• **Data for this task**
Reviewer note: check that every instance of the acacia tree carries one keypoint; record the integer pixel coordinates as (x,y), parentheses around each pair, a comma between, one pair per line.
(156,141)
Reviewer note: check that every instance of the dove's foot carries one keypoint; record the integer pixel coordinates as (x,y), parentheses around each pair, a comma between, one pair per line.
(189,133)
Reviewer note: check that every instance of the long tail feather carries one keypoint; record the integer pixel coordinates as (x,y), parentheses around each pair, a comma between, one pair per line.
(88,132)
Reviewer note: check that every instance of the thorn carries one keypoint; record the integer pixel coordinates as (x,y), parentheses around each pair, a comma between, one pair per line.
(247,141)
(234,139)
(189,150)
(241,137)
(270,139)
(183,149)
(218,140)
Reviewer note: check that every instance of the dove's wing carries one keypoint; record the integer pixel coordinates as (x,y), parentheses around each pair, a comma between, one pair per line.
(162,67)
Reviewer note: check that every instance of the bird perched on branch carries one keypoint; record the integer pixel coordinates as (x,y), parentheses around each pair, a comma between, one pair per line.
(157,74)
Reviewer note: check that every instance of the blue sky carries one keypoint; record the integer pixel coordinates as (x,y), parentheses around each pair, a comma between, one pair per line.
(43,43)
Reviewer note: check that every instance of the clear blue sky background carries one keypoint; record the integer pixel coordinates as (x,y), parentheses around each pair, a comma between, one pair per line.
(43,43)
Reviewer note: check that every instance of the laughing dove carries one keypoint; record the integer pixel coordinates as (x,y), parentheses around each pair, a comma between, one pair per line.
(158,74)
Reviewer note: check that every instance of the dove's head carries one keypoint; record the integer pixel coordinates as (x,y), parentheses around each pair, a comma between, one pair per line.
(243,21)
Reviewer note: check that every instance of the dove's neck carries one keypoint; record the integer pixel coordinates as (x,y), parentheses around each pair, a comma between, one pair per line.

• **Set exercise**
All of the data shown above must be copied exactly.

• **Reply to the task**
Reviewer note: check that every instance of the acacia tree carries one keypoint; record the integer pixel coordinates as (x,y), parentheses around each pair, a comma between, one pair per line.
(156,141)
Reviewer note: check that every instance of the dove's foot carries one keypoint; record the integer pixel coordinates as (x,y), parentheses around each pair, a comma between, one pair per line.
(189,133)
Reviewer note: check that every instance of the long tail feather carries one keypoint; record the integer pixel coordinates as (x,y), parentheses around each pair, a comma between, one pair per line.
(88,132)
Reviewer note: check that every instance of the thorn carries one keypoint; record the integer pixel coordinates as (x,y), parentheses around each pair, a comma between, one pair per line.
(247,141)
(234,139)
(189,150)
(241,137)
(270,139)
(183,149)
(218,140)
Reviewer note: check that every instance of the dove's wing carries one keypoint; record the integer pixel coordinates as (x,y), parentheses around each pair, a comma between, one pair per line.
(162,67)
Reviewer note: check that every instance of the bird perched on branch carries one keypoint; record the integer pixel coordinates as (x,y), parentheses around each pair, a comma between, one pair per line.
(157,74)
Reviewer note: check that every instance of the blue sky carries one keypoint; record the integer pixel coordinates as (x,y), parentheses around each pair, a comma between, one pair per line.
(43,43)
Reviewer note: check that every instance of the clear blue sky background carries one keypoint; record the integer pixel coordinates as (x,y), parentheses around each pair, a comma between, one pair per line.
(43,43)
Reviewer note: check that every instance of the laughing dove carries one keypoint; record the integer pixel coordinates as (x,y), parentheses around each pair, a comma between, one pair per line.
(158,74)
Reviewer note: check that every instance of the dove's head carries one keypoint; record the integer pixel coordinates as (x,y), parentheses around each pair, a comma between, one pair per line.
(243,21)
Reviewer note: check that every instance of the dove's neck carries one keypoint; record the integer pixel coordinates as (x,y), parentheses around each pair, a comma between, one pair per line.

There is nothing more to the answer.